• **Excerpt to read**
━━━━

Z390 Gigabyte bug report (erratic HWinfo readings)

falkentyne

Active Member
Hi Martin!
On my Z390 Aorus Master, when I use HWinfo to monitor voltages and current, when I am running a direct3D/game, some readings get thrown off and become inaccurate.

Notably, GPU mhz (speed), GPU voltage, GPU power (Watts) (AMD Vega 64),
and
Current IOUT, Power POUT, VR VIN (CPU IR 35201)

Are the ones I notice.
the ITE 8792E sensors seem to be fine as well as the Super IO (ITE 8688E).

Oddly enough, VR VOUT on the IR 35201 seems to be unaffected and "seems" to read fine.

For example, VR VIN is the CPU +12V sensor.
Usually this is 11.906-11.938 maximum, and 11.875v during prime95 AVX load, and 11.813v worst case (talking about some 200 amp shenanigans here).

However when running a 3D game, the VR VIN goes up to 12.000v.  Even in something as weak as Overwatch.
This doesn't happen at all in Realbench 2.56, Cinebench, etc.  *ONLY* if a fullscreen D3D game is running.

Power POUT (IR 35201 power register) gets wild swings too.  However "CPU Package Power" remains nice and steady and expected.

Current IOUT has wild swings, sometimes jumping to 125 Amps (No way overwatch even comes close to pulling this much) then back down to 40 amps.
And the above GPU readouts.

However, MSI Afterburner reads the GPU speed, voltage and power perfectly accurately.  You can see this with both MSI afterburner and HWinfo running at the same time...HWinfo is allover the place randomly with the GPU speed (usually 25-50 mhz difference but sometimes dropping even down to 1000-1000 mhz then back up to 1600), and voltage/power readings fluctuating.  While MSI Afterburner is on target.

Is this some sort of bug or issue that might be addressable?

(again this only happens in games).
There is no problem in normal windows benchmarks or stress tests, where everything is dead accurate.
 
The IR 35201 values come straight from the VRM, I can only hardly imagine that some full-screen game could influence the accuracy of values read.
But you might try a test - try to raise the priority of HWiNFO in task manager and see if that will make any difference.

Regarding the GPU. I'm not sure how exactly MSI AB retrieves the values from GPU, but the difference might be because AB is using mean values - an average over a short period of time. It's normal for parameters to fluctuate with a high frequency and not easy to report actual status if you can't sample the values every microsecond. HWiNFO has also switched to a new (and more accurate) interface for retrieving AMD GPU parameters some time ago. Not sure if MSI AB supports it, or if your drivers do (I'd need to see the HWiNFO Debug File). So the question is - why do you think MSI AB is right and HWiNFO not?

━━━━

• **Lines of box annotation data**

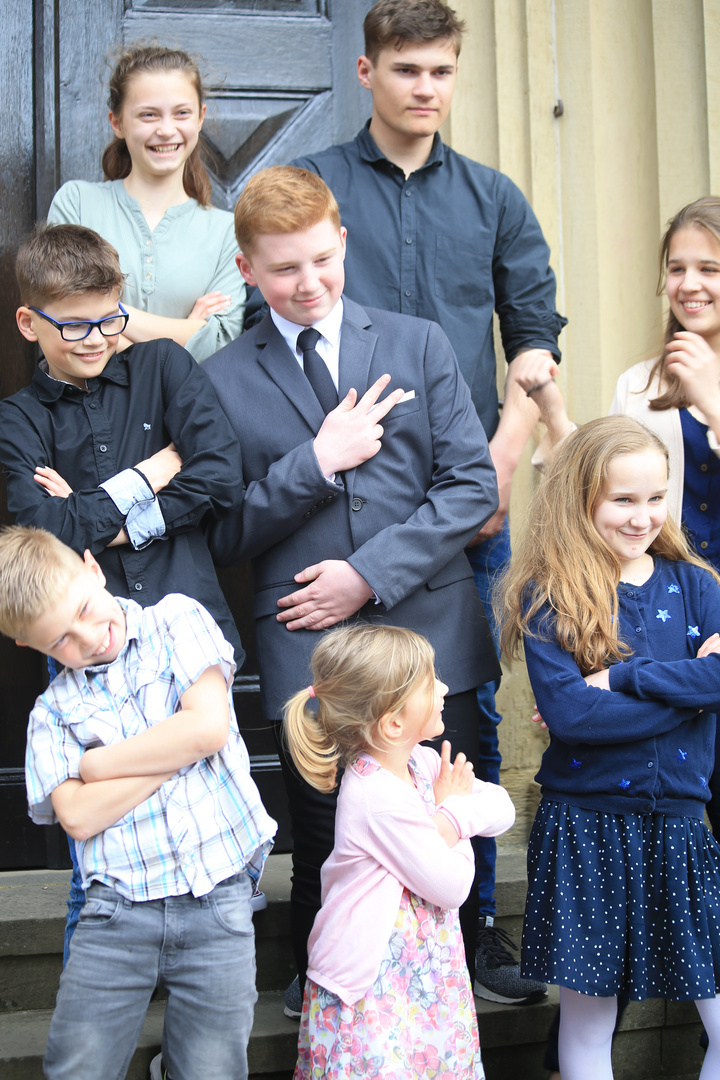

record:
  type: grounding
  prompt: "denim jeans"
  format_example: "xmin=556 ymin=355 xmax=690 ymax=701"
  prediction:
xmin=44 ymin=873 xmax=257 ymax=1080
xmin=465 ymin=518 xmax=511 ymax=915
xmin=63 ymin=836 xmax=85 ymax=968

━━━━

Copy the bug report starting with "However, MSI Afterburner" and going on through "might be addressable?", switching "on target" to "spot on". The lines aren't needed for anything here.

However, MSI Afterburner reads the GPU speed, voltage and power perfectly accurately.  You can see this with both MSI afterburner and HWinfo running at the same time...HWinfo is allover the place randomly with the GPU speed (usually 25-50 mhz difference but sometimes dropping even down to 1000-1000 mhz then back up to 1600), and voltage/power readings fluctuating.  While MSI Afterburner is spot on.

Is this some sort of bug or issue that might be addressable?